• **Exercise passage**
=-=-=-=-=

Andersson lesion
Overview
- Definition: A destructive, inflammatory, or post-traumatic lesion involving the vertebral body-disc complex in a patient with a rigid, ankylosed spine (typically Ankylosing spondylitis).
- Pathophysiology: Represents a pseudoarthrosis (false joint) forming at a single mobile segment within a fused spine.
- Mechanism A (Traumatic): A stress fracture occurs (often missed)
persistent motion at the fracture site non-union and mechanical destruction. - Mechanism B (Inflammatory): Localised severe inflammation at the discovertebral junction (less common theory).
- Mechanism A (Traumatic): A stress fracture occurs (often missed)
- Epidemiology: Occurs in ~5–10% of patients with established ankylosing spondylitis.
Anatomical distribution
- Location:
- Thoracolumbar junction (T10–L2): Most common (site of maximal mechanical stress).
- Cervicothoracic junction.
- Usually involves a single level (or rarely two adjacent levels).
Imaging features
Plain radiograph
- Appearance: Looks deceptively like infection.
- Disc space: Irregular widening or narrowing.
- Endplates: Extensive erosion and destruction.
- Sclerosis: Significant reactive sclerosis ("shiny corners" become distinct sclerotic blocks) surrounding the destruction.
- Alignment: Often mild kyphosis or subluxation at the level.
CT (The problem solver)
- Key finding: Vacuum phenomenon (gas) within the disc space.
- Significance: Gas indicates motion (negative pressure). It is a strong predictor of pseudoarthrosis and argues against acute infection (which is fluid-filled).

=-=-=-=-=

• **Data for analysis**
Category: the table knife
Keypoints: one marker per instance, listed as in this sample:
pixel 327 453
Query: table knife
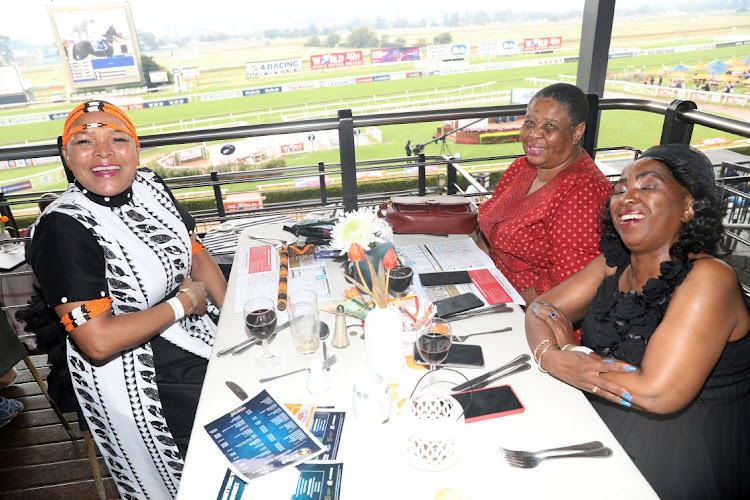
pixel 473 382
pixel 237 390
pixel 517 369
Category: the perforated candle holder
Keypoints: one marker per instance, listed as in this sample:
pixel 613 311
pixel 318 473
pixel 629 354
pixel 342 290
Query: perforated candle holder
pixel 432 431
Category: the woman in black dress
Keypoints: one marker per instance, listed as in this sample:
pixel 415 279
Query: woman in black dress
pixel 668 325
pixel 119 262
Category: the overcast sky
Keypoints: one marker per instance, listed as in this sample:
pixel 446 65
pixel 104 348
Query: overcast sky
pixel 30 21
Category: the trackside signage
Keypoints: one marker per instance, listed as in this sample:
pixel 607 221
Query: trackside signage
pixel 275 67
pixel 336 60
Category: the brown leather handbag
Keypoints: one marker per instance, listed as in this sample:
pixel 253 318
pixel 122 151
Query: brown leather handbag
pixel 430 214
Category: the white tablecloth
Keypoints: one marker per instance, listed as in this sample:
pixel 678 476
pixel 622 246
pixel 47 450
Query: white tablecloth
pixel 555 415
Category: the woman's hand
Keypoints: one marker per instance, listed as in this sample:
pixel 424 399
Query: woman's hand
pixel 199 289
pixel 584 372
pixel 557 321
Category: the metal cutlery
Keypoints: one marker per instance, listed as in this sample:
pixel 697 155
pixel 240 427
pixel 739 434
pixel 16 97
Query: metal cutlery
pixel 462 338
pixel 591 445
pixel 519 360
pixel 517 369
pixel 497 308
pixel 529 462
pixel 236 389
pixel 326 364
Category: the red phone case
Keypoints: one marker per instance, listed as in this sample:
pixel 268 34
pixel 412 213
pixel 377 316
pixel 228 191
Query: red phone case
pixel 500 392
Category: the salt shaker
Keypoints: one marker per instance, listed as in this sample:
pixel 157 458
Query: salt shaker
pixel 317 383
pixel 340 338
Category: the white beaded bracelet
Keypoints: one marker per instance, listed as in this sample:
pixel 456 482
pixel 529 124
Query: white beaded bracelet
pixel 179 311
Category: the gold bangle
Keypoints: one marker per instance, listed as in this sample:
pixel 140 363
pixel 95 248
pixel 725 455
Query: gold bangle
pixel 536 349
pixel 539 363
pixel 192 296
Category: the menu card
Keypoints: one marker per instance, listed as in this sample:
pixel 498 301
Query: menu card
pixel 261 436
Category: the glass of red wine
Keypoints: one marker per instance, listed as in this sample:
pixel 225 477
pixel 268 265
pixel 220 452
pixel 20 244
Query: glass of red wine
pixel 260 323
pixel 434 343
pixel 399 280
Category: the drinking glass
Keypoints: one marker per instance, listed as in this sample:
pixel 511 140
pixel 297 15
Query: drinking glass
pixel 399 280
pixel 260 322
pixel 434 343
pixel 304 317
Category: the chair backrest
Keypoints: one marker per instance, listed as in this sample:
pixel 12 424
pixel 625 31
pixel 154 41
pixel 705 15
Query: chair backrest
pixel 11 349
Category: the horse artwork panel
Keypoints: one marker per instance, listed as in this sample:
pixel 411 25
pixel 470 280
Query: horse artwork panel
pixel 86 48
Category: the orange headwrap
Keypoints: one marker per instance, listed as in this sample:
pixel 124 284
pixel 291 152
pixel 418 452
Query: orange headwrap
pixel 90 106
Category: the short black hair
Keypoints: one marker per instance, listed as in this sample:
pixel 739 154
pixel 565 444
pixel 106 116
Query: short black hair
pixel 572 98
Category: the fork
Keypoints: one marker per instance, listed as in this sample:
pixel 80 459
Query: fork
pixel 326 364
pixel 462 338
pixel 531 461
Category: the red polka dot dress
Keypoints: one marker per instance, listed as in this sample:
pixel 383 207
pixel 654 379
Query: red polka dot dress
pixel 540 239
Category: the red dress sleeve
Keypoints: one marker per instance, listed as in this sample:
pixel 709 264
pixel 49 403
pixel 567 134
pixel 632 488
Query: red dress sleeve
pixel 574 231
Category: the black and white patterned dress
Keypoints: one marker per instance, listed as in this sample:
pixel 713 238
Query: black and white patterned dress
pixel 134 247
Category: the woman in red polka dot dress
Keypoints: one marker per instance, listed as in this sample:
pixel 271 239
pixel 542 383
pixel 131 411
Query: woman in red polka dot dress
pixel 542 223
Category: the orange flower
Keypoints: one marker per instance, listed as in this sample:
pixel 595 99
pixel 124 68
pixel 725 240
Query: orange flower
pixel 390 260
pixel 356 253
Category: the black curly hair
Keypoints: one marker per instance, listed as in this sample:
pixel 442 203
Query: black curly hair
pixel 691 169
pixel 570 97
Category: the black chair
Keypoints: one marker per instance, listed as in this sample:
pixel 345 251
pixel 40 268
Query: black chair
pixel 11 352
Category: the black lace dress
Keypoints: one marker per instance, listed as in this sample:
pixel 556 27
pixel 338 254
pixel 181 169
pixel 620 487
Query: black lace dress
pixel 702 451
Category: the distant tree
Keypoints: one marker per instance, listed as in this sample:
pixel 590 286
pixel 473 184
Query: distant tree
pixel 313 41
pixel 362 37
pixel 6 54
pixel 147 65
pixel 443 38
pixel 333 39
pixel 147 40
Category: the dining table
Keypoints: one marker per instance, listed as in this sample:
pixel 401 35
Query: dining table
pixel 375 465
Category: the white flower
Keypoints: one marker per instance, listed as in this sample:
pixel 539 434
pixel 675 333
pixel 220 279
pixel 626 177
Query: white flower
pixel 363 227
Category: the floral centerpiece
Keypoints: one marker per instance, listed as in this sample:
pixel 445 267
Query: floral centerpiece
pixel 378 291
pixel 362 227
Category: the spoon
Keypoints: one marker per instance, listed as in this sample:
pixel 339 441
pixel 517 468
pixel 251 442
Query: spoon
pixel 324 333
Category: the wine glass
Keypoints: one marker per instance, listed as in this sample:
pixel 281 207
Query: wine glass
pixel 399 279
pixel 260 323
pixel 434 343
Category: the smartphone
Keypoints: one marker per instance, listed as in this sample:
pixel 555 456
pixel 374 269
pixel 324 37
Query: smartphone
pixel 458 304
pixel 444 278
pixel 460 355
pixel 489 402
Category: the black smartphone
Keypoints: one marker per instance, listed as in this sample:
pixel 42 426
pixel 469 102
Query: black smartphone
pixel 460 355
pixel 459 303
pixel 444 278
pixel 489 402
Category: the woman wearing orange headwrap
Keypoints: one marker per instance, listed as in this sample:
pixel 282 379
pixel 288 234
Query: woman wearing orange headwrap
pixel 119 261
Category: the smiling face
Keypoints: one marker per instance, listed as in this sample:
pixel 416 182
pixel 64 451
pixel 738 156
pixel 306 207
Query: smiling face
pixel 546 135
pixel 104 160
pixel 649 206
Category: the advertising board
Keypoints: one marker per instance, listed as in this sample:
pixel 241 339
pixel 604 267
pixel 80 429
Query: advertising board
pixel 542 43
pixel 336 60
pixel 97 43
pixel 394 54
pixel 274 67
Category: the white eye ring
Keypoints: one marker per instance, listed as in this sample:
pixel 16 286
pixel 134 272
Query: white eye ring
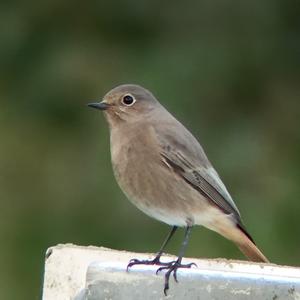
pixel 128 100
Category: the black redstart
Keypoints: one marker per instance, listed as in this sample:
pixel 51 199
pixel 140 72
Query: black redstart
pixel 164 171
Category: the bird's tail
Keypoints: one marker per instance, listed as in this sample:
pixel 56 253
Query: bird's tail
pixel 248 247
pixel 251 251
pixel 239 235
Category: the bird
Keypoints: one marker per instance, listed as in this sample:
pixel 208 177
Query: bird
pixel 164 171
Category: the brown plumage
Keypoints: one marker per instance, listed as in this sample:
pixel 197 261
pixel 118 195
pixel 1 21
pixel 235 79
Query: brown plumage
pixel 164 171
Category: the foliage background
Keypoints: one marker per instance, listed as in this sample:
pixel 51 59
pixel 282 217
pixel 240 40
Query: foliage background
pixel 228 70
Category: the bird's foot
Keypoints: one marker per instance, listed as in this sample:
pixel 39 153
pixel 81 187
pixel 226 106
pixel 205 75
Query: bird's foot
pixel 155 261
pixel 172 267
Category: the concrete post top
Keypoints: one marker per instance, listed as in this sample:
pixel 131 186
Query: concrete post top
pixel 76 272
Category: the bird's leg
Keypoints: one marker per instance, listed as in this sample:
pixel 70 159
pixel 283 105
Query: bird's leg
pixel 173 266
pixel 156 260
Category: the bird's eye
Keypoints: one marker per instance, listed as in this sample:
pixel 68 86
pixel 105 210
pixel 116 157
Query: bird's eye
pixel 128 100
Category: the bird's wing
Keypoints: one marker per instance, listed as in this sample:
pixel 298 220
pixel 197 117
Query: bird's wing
pixel 193 166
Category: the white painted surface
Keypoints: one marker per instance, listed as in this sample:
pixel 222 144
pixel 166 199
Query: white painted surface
pixel 84 273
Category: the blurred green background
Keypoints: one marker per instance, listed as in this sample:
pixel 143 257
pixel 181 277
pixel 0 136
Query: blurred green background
pixel 230 71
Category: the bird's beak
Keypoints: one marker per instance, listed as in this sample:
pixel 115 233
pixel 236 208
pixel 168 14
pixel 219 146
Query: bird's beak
pixel 99 105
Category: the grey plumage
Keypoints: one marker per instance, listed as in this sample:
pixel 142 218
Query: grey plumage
pixel 164 171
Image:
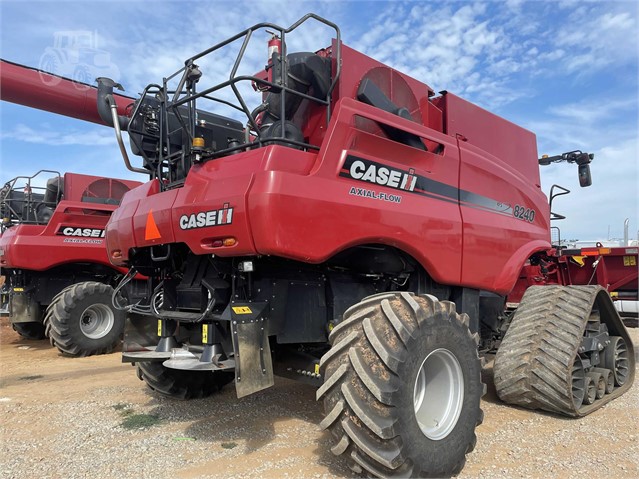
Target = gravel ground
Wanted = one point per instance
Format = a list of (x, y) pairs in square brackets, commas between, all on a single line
[(62, 418)]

=-=-=-=-=

• **Task goal**
According to the text about the Andersson lesion, what is the key finding on CT? The listing has nothing to do with the text about the Andersson lesion.

• **Response to this exercise**
Vacuum phenomenon (gas) within the disc space.